Problem statement:
Track down each line below containing the string "door" and copy it.

Dataset:
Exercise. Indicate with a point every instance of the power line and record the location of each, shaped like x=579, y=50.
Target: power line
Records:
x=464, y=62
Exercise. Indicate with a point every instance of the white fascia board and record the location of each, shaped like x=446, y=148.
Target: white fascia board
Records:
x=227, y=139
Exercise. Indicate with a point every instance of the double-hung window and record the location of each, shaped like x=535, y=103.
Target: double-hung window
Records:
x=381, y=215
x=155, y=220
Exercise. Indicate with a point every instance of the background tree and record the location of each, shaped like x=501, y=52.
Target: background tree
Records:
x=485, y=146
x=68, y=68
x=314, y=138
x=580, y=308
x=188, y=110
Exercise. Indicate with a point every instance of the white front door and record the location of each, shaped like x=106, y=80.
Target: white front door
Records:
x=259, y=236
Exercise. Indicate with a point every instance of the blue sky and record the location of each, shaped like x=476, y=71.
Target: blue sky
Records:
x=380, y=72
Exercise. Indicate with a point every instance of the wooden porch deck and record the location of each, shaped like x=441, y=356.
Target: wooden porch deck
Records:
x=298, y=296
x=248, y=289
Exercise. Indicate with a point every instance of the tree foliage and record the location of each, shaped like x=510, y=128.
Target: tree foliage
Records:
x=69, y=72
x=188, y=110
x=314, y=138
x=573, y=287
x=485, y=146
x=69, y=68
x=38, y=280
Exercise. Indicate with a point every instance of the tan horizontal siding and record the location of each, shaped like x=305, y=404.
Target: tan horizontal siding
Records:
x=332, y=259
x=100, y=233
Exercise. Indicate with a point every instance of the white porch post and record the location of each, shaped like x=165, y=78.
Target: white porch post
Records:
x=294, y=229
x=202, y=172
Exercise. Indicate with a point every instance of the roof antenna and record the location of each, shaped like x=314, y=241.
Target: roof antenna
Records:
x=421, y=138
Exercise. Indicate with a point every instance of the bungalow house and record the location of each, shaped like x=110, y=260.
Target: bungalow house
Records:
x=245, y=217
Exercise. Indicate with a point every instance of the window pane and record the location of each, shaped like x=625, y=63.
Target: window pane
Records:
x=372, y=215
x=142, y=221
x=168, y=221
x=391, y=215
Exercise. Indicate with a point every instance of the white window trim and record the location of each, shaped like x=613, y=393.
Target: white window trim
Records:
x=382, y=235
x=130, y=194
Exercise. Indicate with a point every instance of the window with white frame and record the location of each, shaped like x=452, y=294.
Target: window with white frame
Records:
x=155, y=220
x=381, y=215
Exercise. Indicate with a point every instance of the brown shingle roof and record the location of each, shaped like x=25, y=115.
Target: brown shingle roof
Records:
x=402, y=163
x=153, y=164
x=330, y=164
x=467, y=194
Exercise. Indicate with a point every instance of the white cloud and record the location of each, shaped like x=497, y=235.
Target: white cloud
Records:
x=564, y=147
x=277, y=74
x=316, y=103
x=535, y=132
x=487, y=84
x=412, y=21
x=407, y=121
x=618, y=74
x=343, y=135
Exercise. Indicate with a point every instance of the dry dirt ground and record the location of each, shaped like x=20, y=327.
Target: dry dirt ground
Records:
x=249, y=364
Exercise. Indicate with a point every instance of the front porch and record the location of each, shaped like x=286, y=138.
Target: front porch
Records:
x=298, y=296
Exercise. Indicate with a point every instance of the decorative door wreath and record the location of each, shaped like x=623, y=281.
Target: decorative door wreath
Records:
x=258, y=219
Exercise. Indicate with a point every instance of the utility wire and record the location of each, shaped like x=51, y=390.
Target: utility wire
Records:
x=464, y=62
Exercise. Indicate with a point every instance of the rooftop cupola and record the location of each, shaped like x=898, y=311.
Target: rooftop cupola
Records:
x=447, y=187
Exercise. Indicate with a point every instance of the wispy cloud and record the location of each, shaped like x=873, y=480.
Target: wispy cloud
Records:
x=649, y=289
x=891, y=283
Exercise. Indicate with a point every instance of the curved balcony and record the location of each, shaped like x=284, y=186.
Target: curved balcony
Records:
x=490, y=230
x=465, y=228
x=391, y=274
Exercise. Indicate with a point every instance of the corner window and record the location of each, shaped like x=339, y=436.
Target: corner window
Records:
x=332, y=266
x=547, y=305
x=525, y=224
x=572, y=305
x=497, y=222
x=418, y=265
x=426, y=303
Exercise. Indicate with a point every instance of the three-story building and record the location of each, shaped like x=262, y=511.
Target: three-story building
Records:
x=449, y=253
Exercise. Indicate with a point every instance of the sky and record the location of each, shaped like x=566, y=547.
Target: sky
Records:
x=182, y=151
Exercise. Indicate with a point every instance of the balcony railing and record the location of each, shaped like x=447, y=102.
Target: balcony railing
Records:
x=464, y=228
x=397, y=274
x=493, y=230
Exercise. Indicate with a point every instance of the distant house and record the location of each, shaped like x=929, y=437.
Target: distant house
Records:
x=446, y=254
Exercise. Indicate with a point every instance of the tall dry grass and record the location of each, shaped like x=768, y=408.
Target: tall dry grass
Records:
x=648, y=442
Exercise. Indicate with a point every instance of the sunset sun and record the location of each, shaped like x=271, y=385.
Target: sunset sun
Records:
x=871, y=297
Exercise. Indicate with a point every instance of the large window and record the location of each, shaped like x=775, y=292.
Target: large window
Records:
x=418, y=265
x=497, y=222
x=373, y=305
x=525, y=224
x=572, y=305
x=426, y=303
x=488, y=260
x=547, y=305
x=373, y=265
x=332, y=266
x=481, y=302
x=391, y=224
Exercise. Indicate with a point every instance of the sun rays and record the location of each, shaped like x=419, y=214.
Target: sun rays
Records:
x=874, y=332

Answer box:
Exercise. Indicate with a point every instance of the white front door and record the location of each, shaped like x=106, y=80.
Target: white front door
Exercise. Indicate with a point every instance of the decorative door wreath and record the location of each, shaped like x=623, y=281.
Target: decorative door wreath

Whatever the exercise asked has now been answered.